# School Suggestion



## juny3847 (Jun 10, 2015)

Hey everyone! 
First off, my apologies if this post is redundant and many thanks for any advice offered. I'm getting ready for a five-week film intensive offered by the International Film Institute at Sarah Lawrence College in July and am super excited. I'm planning on applying to graduate programs (or maybe I should just go for another undergraduate degree?) in film right after the program and I was wondering if anyone has some suggestions. 

I'm pretty nervous because I have NO formal experience in film (my undergraduate degree is in Religion).

Ideally, I want to write and direct what I write. My writing is very visual in that a good dose of the meaning relies on an image itself, rather than dialogue or conflict. My writing also tends to place a big emphasis on the natural world. I write a lot about family, love, death, and the potential for release. My writing is very much connected to my practices of the heart (i.e. spiritual practice, but wanting to avoid much of what may be associated with spiritual practice). I'd like to enter a program that respects the process of writing as a sacred or natural process, rather than a step-by-step creation according to necessary elements of story (not to say one approach is better than the other). I want to learn how to put on screen the very specific images that arise in my mind (on a good day at least) when I sit to write. I don't know if this sounds strange, but I'm hoping to enter an environment which sees creative expression as an unforced process of discovery. I hope these hopes have some relevance in looking for a school! I live in the east coast of the states, and would prefer to stay here (I'm in love with a lady in the region!), but am definitely willing to go anywhere if that is my only option. 

Any suggestions? Thanks a whole lot! 
Arjuna


----------

> Record set:
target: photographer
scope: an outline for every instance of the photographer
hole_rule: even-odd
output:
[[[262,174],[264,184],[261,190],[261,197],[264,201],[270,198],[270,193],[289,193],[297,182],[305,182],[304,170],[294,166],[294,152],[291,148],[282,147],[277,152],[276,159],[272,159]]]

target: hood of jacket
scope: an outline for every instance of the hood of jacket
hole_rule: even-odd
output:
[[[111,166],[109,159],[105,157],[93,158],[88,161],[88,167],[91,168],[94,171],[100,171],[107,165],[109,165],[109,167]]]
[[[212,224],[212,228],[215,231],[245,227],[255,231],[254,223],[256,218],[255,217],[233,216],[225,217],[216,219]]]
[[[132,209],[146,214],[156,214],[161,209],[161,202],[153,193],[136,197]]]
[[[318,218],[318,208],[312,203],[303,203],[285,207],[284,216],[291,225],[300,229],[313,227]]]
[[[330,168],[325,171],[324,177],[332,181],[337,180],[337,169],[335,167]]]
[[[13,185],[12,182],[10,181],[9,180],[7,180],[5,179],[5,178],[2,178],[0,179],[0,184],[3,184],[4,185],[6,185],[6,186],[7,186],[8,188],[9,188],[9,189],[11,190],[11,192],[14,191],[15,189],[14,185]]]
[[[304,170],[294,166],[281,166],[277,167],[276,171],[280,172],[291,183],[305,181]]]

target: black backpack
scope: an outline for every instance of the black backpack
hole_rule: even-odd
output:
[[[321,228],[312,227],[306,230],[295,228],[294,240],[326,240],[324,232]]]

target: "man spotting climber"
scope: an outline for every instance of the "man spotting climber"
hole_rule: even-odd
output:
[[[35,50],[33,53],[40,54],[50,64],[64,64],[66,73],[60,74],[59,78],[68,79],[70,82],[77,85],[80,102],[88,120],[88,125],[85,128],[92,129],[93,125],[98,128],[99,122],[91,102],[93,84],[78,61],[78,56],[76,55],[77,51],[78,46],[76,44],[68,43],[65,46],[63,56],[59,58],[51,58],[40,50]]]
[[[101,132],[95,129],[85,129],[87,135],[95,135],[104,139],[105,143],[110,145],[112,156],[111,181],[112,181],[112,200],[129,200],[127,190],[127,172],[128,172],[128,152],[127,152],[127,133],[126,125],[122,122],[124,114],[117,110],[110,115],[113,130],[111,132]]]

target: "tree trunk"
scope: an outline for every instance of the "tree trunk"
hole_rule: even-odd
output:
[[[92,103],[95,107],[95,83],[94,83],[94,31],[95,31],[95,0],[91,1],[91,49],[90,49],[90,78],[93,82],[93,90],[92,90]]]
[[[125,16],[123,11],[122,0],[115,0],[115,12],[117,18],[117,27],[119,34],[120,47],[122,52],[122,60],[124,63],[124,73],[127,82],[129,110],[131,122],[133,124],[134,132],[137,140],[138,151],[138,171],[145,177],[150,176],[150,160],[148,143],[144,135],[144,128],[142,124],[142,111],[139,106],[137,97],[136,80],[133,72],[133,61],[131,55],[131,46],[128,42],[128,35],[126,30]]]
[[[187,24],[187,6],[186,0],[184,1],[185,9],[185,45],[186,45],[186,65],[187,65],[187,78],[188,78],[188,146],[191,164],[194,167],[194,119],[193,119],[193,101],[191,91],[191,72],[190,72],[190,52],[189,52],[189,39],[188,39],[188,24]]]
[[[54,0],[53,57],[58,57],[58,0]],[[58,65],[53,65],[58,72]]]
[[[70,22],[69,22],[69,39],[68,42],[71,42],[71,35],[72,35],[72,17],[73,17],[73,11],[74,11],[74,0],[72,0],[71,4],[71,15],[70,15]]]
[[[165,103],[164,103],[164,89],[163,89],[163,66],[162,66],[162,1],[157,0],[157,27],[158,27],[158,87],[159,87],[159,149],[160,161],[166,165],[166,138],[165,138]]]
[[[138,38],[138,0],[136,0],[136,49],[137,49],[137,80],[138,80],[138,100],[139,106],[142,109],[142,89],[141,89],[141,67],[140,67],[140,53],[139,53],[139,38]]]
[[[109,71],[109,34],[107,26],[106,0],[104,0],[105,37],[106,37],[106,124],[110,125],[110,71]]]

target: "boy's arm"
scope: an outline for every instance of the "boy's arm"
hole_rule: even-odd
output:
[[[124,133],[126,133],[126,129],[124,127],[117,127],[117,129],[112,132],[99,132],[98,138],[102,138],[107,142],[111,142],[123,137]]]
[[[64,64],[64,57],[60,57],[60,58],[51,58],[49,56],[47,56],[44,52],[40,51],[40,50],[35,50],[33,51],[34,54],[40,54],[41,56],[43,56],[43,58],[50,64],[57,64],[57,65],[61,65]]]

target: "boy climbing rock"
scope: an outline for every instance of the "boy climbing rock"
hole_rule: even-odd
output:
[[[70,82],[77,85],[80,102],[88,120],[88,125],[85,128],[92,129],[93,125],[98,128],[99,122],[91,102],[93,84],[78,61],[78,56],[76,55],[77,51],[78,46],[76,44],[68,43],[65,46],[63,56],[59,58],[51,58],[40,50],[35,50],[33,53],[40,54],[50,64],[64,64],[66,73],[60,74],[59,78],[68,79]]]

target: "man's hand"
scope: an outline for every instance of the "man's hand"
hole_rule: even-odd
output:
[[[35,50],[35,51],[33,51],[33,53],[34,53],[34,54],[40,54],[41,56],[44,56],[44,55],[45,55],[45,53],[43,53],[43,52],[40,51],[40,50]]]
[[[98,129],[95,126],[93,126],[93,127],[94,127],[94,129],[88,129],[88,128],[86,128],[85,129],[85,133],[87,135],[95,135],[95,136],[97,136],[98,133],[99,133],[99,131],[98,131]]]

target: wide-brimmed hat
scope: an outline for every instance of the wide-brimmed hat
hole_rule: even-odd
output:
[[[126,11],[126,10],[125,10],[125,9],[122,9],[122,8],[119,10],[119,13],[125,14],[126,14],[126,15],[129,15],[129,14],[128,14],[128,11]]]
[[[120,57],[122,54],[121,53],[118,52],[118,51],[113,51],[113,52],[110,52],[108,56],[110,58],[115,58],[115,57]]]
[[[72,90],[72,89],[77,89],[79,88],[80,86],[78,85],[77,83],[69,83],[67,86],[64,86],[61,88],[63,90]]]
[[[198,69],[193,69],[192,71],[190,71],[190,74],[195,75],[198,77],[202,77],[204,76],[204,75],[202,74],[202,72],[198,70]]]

> Problem set:
A. Answer these about the film school post:
(i) Which institute and college offer the five-week film intensive?
(ii) What was the poster's undergraduate degree in?
(iii) In what region of the United States does the poster live?
B. Gather every line of the listing that contains the string "jacket", matching case exactly.
The film school post and the listing were taken from unrelated sources.

> Responses for each task:
A.
(i) The International Film Institute at Sarah Lawrence College.
(ii) Religion.
(iii) The east coast.

B.
target: hood of jacket
scope: an outline for every instance of the hood of jacket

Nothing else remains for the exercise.